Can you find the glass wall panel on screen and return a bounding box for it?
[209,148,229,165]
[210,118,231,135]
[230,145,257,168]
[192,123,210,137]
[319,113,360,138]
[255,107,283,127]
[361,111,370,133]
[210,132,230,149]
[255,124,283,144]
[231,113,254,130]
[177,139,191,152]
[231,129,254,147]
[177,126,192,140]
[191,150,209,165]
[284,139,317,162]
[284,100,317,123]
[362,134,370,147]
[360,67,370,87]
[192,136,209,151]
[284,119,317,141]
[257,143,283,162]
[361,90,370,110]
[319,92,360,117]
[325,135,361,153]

Problem: From the first line to the last, retype the data exactly.

Answer to this problem:
Can you find the glass wall panel on screen and return a bounding box for it?
[209,148,229,165]
[210,118,231,135]
[230,145,257,168]
[192,123,210,137]
[319,113,360,138]
[255,107,283,127]
[361,111,370,133]
[210,132,230,149]
[255,124,283,144]
[231,113,254,130]
[177,139,191,152]
[231,129,254,147]
[177,126,192,140]
[191,150,209,165]
[284,139,317,162]
[284,100,317,123]
[362,134,370,147]
[360,67,370,87]
[192,136,209,151]
[284,119,317,141]
[257,143,283,162]
[361,90,370,110]
[319,92,360,117]
[325,135,361,153]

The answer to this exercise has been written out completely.